§ Goals:
1. In the article on CPU scheduling in MAME, what common unpredictable event is given as one of the main reasons the timer system was added?
2. Write the next part of the article on CPU scheduling in MAME, continuing after its final sentence.

§ Reading passage:
— begin —

<< Newer | Articles posted December 2005 |
CPU Scheduling in MAME (part 2)
Part 1 of this article described the basic round robin scheduling algorithm used by MAME when running multiple CPUs. It can be summarized as:
- Determine when the next timer is going to fire
- Loop over each CPU:
- Compute the difference between this time and the CPU's local time
- Execute for at least that long
- Count up the cycles executed and compute the CPU's local time
- Return to step 1
One very common event that isn't predictable, however, is communication between two CPUs. In fact, this is one of the main reasons I added the timer system to MAME in the first place. Let's look at an example of what can go wrong with CPU communication when there is no synchronization.

— end —

§ Provided information:
— begin —

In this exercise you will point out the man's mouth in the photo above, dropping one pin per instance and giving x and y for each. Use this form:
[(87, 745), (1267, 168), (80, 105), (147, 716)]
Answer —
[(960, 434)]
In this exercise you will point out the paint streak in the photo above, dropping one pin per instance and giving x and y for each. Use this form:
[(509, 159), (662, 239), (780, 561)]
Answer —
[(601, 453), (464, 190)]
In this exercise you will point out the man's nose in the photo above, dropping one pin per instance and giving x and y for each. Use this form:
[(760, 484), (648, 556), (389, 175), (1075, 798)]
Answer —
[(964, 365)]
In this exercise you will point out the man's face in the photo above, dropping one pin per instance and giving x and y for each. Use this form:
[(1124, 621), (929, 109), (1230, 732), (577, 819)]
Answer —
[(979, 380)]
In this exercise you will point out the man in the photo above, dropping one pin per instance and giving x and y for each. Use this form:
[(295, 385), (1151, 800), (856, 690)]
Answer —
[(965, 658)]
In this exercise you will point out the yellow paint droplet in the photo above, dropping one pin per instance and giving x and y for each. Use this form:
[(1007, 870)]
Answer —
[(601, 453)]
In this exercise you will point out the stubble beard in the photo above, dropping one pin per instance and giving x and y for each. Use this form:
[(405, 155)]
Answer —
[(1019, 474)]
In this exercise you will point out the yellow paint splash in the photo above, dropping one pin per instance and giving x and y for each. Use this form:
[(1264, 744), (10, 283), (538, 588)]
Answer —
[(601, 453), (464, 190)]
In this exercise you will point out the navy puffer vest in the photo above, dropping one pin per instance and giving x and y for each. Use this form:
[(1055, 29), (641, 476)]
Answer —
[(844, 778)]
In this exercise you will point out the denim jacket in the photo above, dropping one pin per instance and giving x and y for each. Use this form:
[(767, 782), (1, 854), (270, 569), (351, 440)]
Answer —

— end —

§ Task answers:
1. Communication between two CPUs.

2.
Going back to our previous example, we have CPU #0 running at 14MHz, and CPU #1 running at 2MHz. We also know there is a timer that is going to fire in 150usecs, or at time 0.000150. So we begin executing CPU #0 for 2100 cycles. This time, however, the code executing on CPU #0 decides to signal an interrupt to CPU #1 at a point 1500 cycles into its execution (at time = 1500 / 14,000,000 = 0.000107143). With no synchronization, the interrupt is signalled (generally some state is set in CPU #1's context indicating that an interrupt is pending), and CPU #0 continues executing until the end of its timeslice. When it's done, it has executed 2112 cycles like before, and its local time is 0.000150857.
Now it's time to execute CPU #1 for the first time. Right away, however, it notices that it has an interrupt pending, so it may process the interrupt, and then continue executing for the rest of its timeslice normally.
So what's the problem? Well, CPU #0 signalled the interrupt at local time = 0.000107143, but CPU #1 acted on the interrupt at local time = 0 (right at the start of its timeslice). Let's say CPU #1 is a sound CPU; maybe the music started just a fraction of a second too early as a result. Worse, let's say CPU #1 was busy doing something else and wasn't ready to handle the interrupt just then. Maybe you've crashed the code or altered its state in a bad way.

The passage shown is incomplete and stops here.